## GIVEN TEXT
::::::::

5.1.2. What Gets Logged#

When MLflow tracking is enabled, mloptimizer automatically logs comprehensive information about your optimization run:

5.1.2.1. Parent Run (Optimization-Level)#

Each optimization creates a parent run with a timestamp-based name (e.g., 20260118_161428_RandomForestClassifier):

Generation-Level Metrics

generation_best_fitness: Best fitness in each generation
generation_avg_fitness: Average fitness in each generation
generation_worst_fitness: Worst fitness in each generation
generation_median_fitness: Median fitness in each generation
final_best_fitness: Best fitness achieved overall

Configuration Parameters

population_size: Population size
generations: Maximum generations
early_stopping: Whether early stopping is enabled
patience: Early stopping patience
use_parallel: Parallelization status
n_evolvable_params: Number of evolvable hyperparameters
evolvable_params: List of evolvable parameter names

Dataset Metadata (Tags)

::::::::

## TASKS FOR THIS EXERCISE
[1] Answer these questions about the MLflow logging text, one line per answer, marked as the questions are:
(a) What example name is given for a parent run?
(b) Which metric records the median fitness in each generation?
(c) What does the parameter n_evolvable_params record?
[2] Extract, without alteration, the portion of the MLflow logging text from "Configuration Parameters" up to and including "Dataset Metadata (Tags)".

::::::::

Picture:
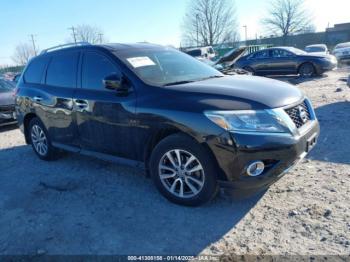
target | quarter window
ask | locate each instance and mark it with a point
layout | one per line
(95, 68)
(62, 70)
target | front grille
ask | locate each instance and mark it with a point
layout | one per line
(300, 114)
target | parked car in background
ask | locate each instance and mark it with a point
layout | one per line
(226, 62)
(154, 107)
(286, 61)
(16, 77)
(320, 49)
(342, 52)
(7, 102)
(206, 52)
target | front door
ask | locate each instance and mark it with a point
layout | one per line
(282, 62)
(104, 118)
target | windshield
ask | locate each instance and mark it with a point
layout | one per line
(314, 49)
(344, 45)
(161, 67)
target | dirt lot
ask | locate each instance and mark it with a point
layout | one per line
(79, 205)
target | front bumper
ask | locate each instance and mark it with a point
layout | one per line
(343, 59)
(279, 152)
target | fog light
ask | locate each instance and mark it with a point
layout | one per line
(256, 168)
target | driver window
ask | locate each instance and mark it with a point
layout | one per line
(261, 55)
(94, 69)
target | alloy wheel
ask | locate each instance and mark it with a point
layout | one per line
(39, 140)
(181, 173)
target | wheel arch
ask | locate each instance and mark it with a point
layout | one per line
(26, 120)
(161, 134)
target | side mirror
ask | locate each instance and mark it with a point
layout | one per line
(118, 83)
(113, 82)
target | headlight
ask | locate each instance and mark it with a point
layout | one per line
(248, 121)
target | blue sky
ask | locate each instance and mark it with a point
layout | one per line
(157, 21)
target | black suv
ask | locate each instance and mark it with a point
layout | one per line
(190, 127)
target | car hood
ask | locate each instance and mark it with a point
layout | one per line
(341, 49)
(321, 54)
(7, 98)
(245, 92)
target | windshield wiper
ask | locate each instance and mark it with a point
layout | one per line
(179, 83)
(191, 81)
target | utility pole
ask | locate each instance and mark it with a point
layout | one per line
(73, 32)
(246, 34)
(100, 37)
(33, 42)
(197, 18)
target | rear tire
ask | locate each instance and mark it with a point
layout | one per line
(40, 140)
(307, 70)
(183, 171)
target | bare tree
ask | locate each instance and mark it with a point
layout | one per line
(209, 22)
(286, 17)
(87, 33)
(23, 53)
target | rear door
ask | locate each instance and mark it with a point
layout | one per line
(104, 118)
(52, 96)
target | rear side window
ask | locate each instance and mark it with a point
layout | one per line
(35, 70)
(62, 70)
(261, 54)
(95, 68)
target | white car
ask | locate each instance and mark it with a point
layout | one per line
(342, 52)
(206, 52)
(319, 49)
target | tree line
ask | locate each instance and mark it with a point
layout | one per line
(206, 22)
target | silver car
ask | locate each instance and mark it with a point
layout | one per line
(7, 102)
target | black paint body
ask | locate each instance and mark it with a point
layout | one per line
(126, 127)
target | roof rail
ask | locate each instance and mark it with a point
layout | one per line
(63, 46)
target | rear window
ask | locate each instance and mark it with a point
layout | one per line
(35, 70)
(62, 70)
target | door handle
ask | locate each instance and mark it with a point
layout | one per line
(81, 104)
(37, 98)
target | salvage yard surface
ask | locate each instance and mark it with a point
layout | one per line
(80, 205)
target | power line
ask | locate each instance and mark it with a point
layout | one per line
(73, 32)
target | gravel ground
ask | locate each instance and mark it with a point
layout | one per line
(80, 205)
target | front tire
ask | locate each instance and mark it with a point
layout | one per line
(183, 171)
(40, 140)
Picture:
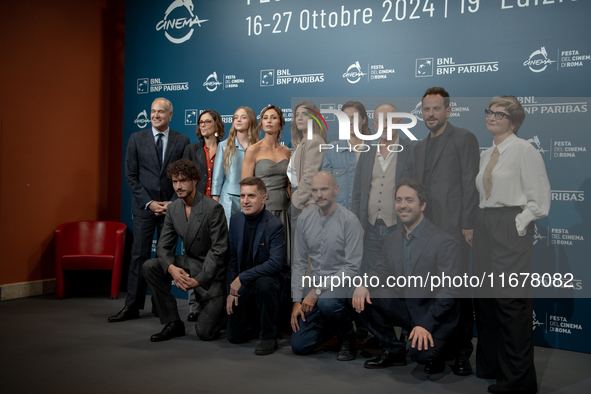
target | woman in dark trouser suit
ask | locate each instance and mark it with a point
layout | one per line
(514, 192)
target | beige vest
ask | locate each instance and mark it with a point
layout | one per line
(382, 193)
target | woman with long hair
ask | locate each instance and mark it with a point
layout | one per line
(227, 170)
(210, 129)
(268, 159)
(306, 160)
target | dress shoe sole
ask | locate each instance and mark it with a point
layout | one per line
(435, 371)
(162, 338)
(383, 366)
(463, 372)
(260, 352)
(348, 357)
(117, 318)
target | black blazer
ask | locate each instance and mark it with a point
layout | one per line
(145, 177)
(434, 253)
(454, 198)
(269, 249)
(205, 237)
(196, 153)
(364, 171)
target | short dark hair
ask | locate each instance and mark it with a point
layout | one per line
(183, 167)
(513, 107)
(422, 192)
(254, 181)
(438, 91)
(217, 120)
(279, 114)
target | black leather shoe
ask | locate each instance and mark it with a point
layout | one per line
(266, 346)
(348, 351)
(496, 389)
(433, 367)
(386, 359)
(192, 317)
(125, 314)
(171, 330)
(462, 366)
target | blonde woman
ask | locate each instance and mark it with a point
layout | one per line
(227, 170)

::::::::

## RESPONSES TO THE EXERCISE
[1]
(a) 20260118_161428_RandomForestClassifier
(b) generation_median_fitness
(c) The number of evolvable hyperparameters.

[2]
Configuration Parameters

population_size: Population size
generations: Maximum generations
early_stopping: Whether early stopping is enabled
patience: Early stopping patience
use_parallel: Parallelization status
n_evolvable_params: Number of evolvable hyperparameters
evolvable_params: List of evolvable parameter names

Dataset Metadata (Tags)